• [Problem requirements]
From the first line of the records down to the one that holds "Flag each reflected skyscraper visible above.", transcribe each line exactly and add nothing.

• [Given information]
***

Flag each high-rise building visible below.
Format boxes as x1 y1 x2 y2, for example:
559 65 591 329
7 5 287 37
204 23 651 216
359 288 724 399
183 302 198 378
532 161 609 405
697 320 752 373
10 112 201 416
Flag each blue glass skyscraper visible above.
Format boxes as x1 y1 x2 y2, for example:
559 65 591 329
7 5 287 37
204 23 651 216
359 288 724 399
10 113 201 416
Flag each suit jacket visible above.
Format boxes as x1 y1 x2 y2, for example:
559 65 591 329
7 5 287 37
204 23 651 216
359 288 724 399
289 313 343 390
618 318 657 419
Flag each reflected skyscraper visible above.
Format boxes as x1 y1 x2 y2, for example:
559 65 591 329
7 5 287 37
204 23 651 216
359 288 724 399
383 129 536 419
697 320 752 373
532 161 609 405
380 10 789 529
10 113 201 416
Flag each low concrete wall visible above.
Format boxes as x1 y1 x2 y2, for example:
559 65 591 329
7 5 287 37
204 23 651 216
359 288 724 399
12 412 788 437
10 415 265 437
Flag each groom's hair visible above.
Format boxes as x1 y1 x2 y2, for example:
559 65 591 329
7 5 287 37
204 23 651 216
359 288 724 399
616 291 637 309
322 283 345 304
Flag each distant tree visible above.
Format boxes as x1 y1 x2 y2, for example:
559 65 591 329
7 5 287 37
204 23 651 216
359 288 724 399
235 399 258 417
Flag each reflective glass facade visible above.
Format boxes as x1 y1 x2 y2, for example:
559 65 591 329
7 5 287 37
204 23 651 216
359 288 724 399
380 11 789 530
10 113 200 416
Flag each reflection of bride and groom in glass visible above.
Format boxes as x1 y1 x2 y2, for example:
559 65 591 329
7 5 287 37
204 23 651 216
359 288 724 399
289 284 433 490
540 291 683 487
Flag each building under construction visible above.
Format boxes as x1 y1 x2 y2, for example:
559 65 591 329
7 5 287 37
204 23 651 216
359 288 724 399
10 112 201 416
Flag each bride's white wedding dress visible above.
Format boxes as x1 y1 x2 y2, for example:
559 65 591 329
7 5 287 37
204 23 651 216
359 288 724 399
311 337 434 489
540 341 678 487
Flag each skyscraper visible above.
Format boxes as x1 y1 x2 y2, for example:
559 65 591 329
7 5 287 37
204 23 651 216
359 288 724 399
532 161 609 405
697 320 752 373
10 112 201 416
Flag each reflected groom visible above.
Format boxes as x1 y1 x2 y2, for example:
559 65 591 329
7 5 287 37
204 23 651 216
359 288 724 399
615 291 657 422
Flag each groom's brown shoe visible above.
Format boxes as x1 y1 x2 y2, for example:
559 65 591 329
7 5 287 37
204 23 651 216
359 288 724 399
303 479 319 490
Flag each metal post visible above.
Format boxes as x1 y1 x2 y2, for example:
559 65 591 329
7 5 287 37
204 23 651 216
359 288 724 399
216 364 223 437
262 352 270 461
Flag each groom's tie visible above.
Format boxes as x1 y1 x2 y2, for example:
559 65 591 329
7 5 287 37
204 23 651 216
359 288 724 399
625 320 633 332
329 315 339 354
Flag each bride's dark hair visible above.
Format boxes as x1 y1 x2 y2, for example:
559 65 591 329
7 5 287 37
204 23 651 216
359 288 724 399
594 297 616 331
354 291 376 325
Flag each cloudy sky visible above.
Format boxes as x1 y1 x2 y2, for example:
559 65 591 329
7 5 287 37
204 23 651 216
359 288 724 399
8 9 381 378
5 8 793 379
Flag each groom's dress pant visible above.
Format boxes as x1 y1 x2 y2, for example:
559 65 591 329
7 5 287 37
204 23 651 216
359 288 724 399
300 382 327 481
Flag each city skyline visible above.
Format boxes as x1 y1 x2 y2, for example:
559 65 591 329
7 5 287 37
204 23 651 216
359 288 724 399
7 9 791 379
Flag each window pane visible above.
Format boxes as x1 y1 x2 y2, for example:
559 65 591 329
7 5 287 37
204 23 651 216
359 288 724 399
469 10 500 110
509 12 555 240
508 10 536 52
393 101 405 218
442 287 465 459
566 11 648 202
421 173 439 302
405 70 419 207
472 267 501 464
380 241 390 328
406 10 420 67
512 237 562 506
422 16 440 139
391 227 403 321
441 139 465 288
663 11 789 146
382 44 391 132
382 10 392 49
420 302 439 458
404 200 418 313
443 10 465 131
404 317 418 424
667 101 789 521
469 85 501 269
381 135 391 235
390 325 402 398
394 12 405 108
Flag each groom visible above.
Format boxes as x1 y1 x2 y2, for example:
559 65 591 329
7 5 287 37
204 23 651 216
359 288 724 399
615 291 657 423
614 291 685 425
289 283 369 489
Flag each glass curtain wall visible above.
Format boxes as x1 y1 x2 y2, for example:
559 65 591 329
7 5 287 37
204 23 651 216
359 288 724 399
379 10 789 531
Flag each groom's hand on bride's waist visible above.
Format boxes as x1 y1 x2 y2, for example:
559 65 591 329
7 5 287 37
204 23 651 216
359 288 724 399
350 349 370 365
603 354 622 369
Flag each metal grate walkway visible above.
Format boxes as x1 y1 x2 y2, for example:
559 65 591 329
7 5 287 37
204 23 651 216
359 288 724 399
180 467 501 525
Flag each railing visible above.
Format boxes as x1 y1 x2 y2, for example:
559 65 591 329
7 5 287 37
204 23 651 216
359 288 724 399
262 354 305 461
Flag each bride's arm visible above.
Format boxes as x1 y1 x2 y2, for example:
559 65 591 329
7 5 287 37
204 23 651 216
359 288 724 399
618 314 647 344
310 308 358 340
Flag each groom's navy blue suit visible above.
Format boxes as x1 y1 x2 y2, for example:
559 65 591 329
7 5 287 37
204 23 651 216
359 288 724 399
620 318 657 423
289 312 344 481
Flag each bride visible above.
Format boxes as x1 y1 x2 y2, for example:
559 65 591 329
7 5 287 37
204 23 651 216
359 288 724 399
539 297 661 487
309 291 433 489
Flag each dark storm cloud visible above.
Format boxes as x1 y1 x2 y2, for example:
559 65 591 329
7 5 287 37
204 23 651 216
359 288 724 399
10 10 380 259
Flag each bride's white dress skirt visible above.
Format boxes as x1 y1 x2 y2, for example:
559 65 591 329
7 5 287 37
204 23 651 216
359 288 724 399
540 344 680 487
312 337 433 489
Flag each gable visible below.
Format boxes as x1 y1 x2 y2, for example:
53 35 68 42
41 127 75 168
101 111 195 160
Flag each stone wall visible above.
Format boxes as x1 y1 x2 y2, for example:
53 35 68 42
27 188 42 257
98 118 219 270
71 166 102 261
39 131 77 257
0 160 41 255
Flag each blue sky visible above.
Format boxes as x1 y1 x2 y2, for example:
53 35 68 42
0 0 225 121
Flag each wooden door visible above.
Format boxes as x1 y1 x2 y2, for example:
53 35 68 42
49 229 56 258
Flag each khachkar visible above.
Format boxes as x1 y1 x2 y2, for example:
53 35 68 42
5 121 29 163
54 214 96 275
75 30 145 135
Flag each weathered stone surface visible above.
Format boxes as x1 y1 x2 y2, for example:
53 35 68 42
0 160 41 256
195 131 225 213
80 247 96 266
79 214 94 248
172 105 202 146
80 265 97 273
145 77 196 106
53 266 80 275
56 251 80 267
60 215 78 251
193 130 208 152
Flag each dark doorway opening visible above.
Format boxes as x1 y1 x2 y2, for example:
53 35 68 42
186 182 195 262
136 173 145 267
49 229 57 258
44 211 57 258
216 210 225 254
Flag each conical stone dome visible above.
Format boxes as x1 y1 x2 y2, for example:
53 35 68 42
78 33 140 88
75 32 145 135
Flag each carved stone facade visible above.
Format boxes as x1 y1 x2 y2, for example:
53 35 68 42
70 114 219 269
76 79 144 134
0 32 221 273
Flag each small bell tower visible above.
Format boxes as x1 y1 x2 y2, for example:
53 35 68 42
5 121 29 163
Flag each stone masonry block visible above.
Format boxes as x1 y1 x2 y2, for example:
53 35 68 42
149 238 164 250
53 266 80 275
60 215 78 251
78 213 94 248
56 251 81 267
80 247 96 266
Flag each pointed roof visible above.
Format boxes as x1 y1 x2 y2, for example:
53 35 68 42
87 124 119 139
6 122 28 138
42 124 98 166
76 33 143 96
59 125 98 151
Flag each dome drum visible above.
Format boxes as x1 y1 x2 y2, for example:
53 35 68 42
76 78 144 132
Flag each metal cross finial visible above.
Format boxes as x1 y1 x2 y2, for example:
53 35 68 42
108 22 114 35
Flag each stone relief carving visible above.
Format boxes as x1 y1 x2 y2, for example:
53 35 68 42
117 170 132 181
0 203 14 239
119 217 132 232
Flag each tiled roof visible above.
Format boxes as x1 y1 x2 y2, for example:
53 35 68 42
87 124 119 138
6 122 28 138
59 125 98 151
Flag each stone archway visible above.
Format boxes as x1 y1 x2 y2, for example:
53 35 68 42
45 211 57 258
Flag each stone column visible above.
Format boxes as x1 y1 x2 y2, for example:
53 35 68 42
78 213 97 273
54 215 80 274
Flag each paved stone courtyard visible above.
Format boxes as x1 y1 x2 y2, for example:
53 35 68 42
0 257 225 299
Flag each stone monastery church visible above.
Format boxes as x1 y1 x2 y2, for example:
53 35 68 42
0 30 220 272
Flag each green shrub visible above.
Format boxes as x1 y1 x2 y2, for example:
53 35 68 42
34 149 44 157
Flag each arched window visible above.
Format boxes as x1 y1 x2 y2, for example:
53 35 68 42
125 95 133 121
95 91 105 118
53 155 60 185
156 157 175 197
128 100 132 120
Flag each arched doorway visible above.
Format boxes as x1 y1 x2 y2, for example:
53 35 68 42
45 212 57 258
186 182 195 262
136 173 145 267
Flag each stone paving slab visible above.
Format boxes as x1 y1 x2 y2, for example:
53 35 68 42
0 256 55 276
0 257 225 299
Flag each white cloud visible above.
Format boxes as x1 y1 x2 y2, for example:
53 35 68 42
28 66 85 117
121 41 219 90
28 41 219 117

***

• [Output for this task]
Flag each high-rise building visible below.
Format boxes as x1 y1 x2 y2, for example:
559 65 591 329
7 5 287 37
204 23 651 216
359 288 724 399
183 302 198 378
532 161 609 405
697 320 752 373
10 112 201 416
Flag each blue glass skyscraper visible above.
Format boxes as x1 y1 x2 y2, for example:
559 65 591 329
7 5 287 37
204 23 651 216
359 288 724 399
10 113 201 416
Flag each suit jacket visible above.
Format boxes as x1 y1 x2 y2, for example:
559 65 591 329
7 5 287 37
204 23 651 216
359 288 724 399
289 313 343 390
618 318 657 419
Flag each reflected skyscraper visible above.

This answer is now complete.